## DATA PROVIDED
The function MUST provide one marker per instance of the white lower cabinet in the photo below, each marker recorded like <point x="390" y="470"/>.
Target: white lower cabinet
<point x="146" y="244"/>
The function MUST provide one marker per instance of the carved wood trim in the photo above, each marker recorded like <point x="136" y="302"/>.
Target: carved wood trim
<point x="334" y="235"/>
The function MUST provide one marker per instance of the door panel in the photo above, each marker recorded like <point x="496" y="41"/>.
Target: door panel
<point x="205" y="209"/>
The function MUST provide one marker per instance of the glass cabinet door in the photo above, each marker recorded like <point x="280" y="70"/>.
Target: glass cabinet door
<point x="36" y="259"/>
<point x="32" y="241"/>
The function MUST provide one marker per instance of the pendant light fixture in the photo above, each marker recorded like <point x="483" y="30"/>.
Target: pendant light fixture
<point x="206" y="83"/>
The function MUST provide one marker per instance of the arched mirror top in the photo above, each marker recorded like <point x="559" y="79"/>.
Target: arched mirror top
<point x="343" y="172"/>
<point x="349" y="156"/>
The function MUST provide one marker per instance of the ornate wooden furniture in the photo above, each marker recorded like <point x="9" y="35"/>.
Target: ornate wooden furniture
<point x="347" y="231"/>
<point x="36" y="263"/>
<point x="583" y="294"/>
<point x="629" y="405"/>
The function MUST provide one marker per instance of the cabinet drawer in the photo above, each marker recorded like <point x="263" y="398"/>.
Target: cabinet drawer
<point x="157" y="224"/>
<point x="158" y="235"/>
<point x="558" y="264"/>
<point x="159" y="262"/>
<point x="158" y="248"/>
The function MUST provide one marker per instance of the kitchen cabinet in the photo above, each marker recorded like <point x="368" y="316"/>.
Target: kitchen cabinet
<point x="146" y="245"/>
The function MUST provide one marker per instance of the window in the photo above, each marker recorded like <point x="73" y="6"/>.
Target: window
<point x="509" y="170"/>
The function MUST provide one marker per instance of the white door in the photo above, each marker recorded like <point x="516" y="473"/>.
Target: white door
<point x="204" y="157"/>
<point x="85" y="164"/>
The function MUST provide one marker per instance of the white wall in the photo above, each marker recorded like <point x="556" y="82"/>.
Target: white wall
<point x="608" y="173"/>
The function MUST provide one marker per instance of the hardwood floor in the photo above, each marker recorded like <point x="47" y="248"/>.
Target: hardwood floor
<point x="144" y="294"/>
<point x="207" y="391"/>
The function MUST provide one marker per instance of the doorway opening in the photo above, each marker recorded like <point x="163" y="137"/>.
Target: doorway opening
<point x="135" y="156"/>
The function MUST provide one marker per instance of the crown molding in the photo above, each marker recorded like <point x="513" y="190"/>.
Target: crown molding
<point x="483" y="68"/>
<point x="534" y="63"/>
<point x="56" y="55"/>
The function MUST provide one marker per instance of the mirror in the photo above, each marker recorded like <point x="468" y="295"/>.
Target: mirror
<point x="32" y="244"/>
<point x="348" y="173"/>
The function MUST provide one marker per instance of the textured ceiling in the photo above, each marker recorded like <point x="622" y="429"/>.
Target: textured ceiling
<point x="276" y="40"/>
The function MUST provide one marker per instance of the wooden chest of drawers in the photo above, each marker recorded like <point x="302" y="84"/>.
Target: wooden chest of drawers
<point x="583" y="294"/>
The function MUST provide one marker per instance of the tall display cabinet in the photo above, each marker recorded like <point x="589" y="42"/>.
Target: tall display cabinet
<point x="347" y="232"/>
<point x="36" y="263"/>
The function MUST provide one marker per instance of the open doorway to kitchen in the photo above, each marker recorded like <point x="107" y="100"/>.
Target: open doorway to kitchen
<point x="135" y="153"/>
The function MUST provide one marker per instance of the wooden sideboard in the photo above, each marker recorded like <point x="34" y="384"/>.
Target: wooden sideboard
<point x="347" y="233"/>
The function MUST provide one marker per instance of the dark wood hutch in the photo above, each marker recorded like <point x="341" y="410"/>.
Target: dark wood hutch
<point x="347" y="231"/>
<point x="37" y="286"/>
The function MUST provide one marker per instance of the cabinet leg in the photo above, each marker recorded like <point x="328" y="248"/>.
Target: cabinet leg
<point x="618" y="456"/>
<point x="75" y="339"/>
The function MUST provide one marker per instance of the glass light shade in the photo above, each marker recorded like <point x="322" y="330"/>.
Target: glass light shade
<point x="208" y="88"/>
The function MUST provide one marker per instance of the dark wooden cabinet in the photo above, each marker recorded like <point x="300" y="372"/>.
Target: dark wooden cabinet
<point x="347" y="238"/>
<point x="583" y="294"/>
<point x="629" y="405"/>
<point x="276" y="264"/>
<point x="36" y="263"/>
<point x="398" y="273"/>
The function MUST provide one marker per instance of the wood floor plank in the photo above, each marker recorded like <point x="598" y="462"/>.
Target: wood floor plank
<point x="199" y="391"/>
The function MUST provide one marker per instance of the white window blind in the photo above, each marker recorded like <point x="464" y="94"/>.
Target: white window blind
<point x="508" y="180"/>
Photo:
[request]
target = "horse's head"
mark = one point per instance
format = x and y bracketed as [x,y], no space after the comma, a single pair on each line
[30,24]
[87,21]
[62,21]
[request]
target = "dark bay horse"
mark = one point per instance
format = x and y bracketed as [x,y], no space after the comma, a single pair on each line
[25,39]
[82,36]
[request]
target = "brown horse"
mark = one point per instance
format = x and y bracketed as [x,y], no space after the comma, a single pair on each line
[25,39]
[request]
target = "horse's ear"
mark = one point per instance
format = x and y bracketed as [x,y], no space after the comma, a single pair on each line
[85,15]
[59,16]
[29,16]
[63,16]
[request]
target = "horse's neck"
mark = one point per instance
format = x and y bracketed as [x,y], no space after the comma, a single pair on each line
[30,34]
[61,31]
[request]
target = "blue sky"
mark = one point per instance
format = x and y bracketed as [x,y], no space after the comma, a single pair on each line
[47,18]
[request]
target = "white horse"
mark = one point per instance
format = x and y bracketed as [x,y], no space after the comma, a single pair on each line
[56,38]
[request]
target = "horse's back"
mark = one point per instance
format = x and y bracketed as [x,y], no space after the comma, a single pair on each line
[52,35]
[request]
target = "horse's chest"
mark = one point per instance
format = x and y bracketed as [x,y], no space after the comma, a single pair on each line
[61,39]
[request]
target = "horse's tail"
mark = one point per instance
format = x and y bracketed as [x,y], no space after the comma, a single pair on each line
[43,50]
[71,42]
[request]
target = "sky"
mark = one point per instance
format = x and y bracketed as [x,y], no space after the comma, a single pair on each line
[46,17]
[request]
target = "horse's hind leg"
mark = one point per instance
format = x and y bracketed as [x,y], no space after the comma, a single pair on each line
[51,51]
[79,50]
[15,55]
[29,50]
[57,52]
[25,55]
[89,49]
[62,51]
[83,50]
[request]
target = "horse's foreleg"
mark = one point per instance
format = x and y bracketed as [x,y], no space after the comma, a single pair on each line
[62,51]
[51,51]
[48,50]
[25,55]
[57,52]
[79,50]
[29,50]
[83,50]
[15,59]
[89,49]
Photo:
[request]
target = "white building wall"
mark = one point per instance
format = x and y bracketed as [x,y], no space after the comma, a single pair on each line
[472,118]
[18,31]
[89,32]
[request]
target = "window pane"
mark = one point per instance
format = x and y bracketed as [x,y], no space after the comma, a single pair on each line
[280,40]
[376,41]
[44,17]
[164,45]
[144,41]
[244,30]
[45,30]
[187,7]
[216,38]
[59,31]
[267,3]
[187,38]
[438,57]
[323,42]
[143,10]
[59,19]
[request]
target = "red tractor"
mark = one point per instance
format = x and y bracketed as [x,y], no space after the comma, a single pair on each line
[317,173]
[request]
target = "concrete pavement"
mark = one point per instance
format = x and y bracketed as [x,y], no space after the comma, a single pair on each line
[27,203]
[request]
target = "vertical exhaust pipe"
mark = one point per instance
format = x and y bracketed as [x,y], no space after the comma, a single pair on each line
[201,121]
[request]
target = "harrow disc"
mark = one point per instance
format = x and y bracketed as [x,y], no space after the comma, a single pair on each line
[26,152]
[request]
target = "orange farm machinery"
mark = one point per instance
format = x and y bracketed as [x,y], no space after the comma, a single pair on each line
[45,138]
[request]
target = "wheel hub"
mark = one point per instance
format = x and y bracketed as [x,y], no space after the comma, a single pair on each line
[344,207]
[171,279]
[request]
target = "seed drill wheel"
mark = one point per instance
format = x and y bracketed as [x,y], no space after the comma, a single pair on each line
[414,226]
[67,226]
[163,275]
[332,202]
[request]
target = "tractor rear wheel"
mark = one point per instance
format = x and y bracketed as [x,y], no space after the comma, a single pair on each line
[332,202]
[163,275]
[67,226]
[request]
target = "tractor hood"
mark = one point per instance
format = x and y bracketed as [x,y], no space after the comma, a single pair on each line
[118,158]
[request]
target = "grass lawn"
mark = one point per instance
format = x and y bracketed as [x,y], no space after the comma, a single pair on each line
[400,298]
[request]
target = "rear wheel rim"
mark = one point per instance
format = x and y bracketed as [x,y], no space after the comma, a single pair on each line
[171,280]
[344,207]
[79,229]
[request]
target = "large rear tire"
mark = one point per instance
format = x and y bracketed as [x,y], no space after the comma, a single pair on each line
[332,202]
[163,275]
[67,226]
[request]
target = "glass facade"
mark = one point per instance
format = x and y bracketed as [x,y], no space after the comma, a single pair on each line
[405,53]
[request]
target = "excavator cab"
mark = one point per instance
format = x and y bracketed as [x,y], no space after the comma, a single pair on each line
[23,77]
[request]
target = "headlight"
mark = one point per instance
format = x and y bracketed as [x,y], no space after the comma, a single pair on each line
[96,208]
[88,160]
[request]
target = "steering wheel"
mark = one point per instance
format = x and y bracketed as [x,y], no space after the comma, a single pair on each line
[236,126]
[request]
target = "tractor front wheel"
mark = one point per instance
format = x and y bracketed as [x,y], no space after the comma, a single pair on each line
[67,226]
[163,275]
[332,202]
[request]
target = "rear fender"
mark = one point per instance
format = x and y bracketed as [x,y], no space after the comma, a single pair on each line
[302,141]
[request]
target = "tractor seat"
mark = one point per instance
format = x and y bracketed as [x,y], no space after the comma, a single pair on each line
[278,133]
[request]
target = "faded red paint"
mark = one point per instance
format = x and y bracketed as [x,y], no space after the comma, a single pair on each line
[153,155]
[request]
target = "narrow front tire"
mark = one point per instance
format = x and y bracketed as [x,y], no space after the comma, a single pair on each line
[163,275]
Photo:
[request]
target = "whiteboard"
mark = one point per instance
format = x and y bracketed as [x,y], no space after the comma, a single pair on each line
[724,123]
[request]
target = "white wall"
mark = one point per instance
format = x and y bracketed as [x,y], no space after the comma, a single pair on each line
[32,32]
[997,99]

## REQUIRED WORK
Please transcribe the data above without changes, from its first line to its "the glass cabinet" line, and leave out anything past that.

## EXERCISE SOLUTION
The function MUST provide one marker per instance of the white lower cabinet in the photo below, each marker recorded like <point x="390" y="470"/>.
Target: white lower cabinet
<point x="146" y="244"/>
The function MUST provide one marker per instance of the carved wood trim in the photo above, each marker recorded like <point x="136" y="302"/>.
Target: carved wood trim
<point x="334" y="235"/>
The function MUST provide one marker per instance of the door panel in the photo above, each marker recorded like <point x="496" y="41"/>.
Target: door panel
<point x="205" y="209"/>
The function MUST provide one marker per instance of the glass cabinet door in the photo above, each marker recorded like <point x="280" y="70"/>.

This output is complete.